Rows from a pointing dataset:
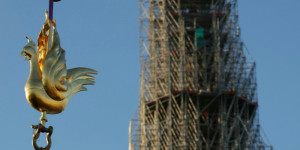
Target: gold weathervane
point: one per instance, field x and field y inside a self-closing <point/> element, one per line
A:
<point x="50" y="84"/>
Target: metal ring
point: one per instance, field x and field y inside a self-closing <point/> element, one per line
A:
<point x="38" y="129"/>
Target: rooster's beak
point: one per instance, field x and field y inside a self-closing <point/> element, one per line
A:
<point x="23" y="53"/>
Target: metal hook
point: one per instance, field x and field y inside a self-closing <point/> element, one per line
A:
<point x="38" y="129"/>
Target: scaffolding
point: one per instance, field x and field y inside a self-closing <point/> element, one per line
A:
<point x="198" y="85"/>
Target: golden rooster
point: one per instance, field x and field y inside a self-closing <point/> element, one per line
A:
<point x="50" y="85"/>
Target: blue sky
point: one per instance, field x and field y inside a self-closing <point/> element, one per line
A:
<point x="104" y="35"/>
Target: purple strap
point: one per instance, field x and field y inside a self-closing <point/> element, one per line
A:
<point x="50" y="9"/>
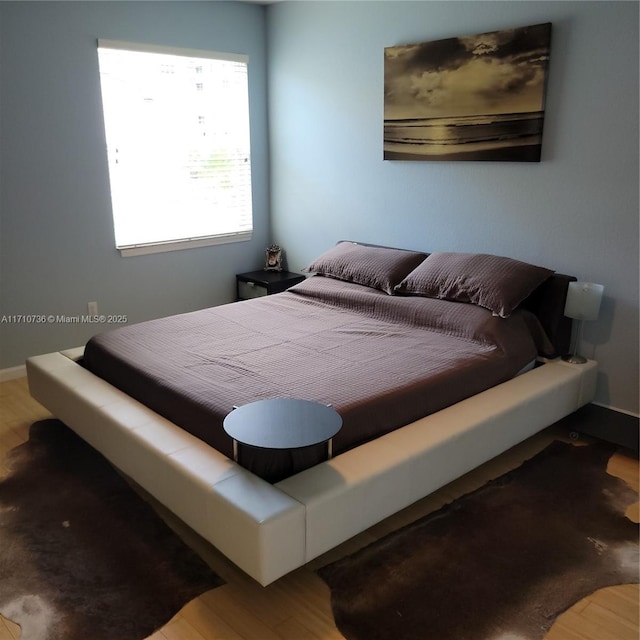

• [Objective]:
Convert all of the data above into a numbered list, one line per item, and skip any blank lines. Omit the pictures from your list.

• [Final result]:
1. Target: gold weathervane
2. point: one per instance, field x and field y inside a self-closing <point/> element, one per line
3. A:
4. <point x="50" y="84"/>
5. Target: metal ring
6. point: one per instance, field x and field y inside a self-closing <point/> element, one per line
7. A:
8. <point x="38" y="129"/>
9. Target: rooster's beak
10. point: one per instance, field x and field y inside a self-closing <point/> element, one per line
11. A:
12. <point x="23" y="53"/>
13. Target: metal hook
14. point: one per instance, field x and field y inside a self-closing <point/> element, one per line
15. A:
16. <point x="38" y="129"/>
17. Target: scaffolding
18. point: one per instance, field x and field y inside a self-closing <point/> element, one per line
19. A:
20. <point x="198" y="85"/>
21. Target: golden rooster
22. point: one per instance, field x and field y inside a self-closing <point/> element, one per line
23. A:
24. <point x="50" y="85"/>
25. Target: blue sky
26. point: one per instance, field x and field y inside a self-closing <point/> element, one per line
27. A:
28. <point x="104" y="35"/>
29. Target: purple strap
30. point: one per instance, field x and field y inside a self-closing <point/> element, one per line
31. A:
32. <point x="50" y="9"/>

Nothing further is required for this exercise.